▶ **EXERCISE 1**
From the article on Viet Nam's UPR mid-term report, write out the passage starting at "By examining the" and ending at "UNDP official said.".
▶ **EXERCISE 2**
In the article on Viet Nam's UPR mid-term report, which index reflects Viet Nam's advances in economic, social and cultural rights?

▶ **EXCERPTED PASSAGE**
UNDP lauds Viet Nam’s efforts to make mid-term report on UPR recommendation implementation
Caitlin Wiesen, UNDP Resident Representative in Viet Nam.
She commended the government of Viet Nam for their efforts to track the implementation of its UPR commitments under the third cycle review and reporting process.
“The fact that Viet Nam has decided to develop a UPR mid-term report, which is voluntary, shows the country’s strong commitment and determination to follow the recommendations it received and accepted during the third cycle review,” she said. “This commitment is particularly important as Viet Nam presents itself as a candidate for UN Human Rights Council membership.”
According to Wiesen, among many benefits that the UPR mid-term reporting mechanism can bring is the opportunity for the country to look back and reflect on the progress that has been made – what has worked, as well as on where further progress is needed.
Viet Nam has seen advances in economic, social and cultural rights, reflected by improvements in the Multidimensional Poverty Index. Advances have also been observed in governance and the rule of law, but more work is required to ensure equal access to justice and inclusive participation of the most vulnerable, including, ethnic minorities and people with disabilities, among others – all topics featured in third-cycle UPR recommendations.
By examining the level of implementation of recommendations across all areas, the country will be in a strong position to share its successes and support other States facing similar challenges, as it stands before its peers in the fourth UPR cycle in 2024, the UNDP official said.

▶ **DATA EXTRACTS**
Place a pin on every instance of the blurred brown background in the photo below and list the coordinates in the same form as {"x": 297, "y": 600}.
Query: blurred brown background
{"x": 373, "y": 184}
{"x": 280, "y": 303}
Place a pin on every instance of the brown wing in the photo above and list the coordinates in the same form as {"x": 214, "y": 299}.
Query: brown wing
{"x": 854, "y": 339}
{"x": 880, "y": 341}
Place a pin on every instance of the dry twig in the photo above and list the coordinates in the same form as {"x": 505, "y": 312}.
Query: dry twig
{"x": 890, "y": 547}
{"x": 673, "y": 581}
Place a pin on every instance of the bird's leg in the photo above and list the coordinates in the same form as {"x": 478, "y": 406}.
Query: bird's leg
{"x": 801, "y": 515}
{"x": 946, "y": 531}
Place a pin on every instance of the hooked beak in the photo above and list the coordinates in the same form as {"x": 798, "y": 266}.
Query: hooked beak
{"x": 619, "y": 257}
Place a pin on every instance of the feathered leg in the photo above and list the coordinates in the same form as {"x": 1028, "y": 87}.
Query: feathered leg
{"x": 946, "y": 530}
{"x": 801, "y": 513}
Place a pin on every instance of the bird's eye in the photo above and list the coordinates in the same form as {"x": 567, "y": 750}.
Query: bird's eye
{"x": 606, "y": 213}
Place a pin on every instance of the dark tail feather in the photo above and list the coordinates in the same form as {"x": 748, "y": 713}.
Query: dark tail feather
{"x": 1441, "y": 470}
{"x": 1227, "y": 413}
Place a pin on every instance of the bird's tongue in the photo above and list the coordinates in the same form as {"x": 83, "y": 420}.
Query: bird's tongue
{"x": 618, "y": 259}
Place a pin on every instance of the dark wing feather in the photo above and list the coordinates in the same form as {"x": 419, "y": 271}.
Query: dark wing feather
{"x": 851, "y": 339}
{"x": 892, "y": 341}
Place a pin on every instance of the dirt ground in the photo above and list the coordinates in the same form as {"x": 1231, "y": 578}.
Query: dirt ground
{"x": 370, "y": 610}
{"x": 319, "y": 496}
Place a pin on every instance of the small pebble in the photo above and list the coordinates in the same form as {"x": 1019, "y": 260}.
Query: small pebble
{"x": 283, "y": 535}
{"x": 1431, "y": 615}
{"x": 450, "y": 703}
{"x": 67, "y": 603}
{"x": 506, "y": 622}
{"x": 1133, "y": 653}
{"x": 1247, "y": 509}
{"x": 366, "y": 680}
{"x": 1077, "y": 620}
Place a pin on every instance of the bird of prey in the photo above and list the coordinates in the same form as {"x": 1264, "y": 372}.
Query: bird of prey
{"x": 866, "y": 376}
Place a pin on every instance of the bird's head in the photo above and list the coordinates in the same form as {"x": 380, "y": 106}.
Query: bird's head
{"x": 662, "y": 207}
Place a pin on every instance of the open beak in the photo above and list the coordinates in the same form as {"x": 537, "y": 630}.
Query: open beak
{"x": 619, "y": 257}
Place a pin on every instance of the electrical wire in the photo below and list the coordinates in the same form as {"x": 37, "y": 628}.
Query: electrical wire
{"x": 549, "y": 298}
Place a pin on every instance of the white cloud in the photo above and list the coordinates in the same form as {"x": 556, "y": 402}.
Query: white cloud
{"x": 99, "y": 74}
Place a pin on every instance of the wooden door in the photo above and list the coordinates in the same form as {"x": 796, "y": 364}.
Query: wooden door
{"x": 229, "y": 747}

▶ **WRITTEN SOLUTION 1**
By examining the level of implementation of recommendations across all areas, the country will be in a strong position to share its successes and support other States facing similar challenges, as it stands before its peers in the fourth UPR cycle in 2024, the UNDP official said.

▶ **WRITTEN SOLUTION 2**
The Multidimensional Poverty Index.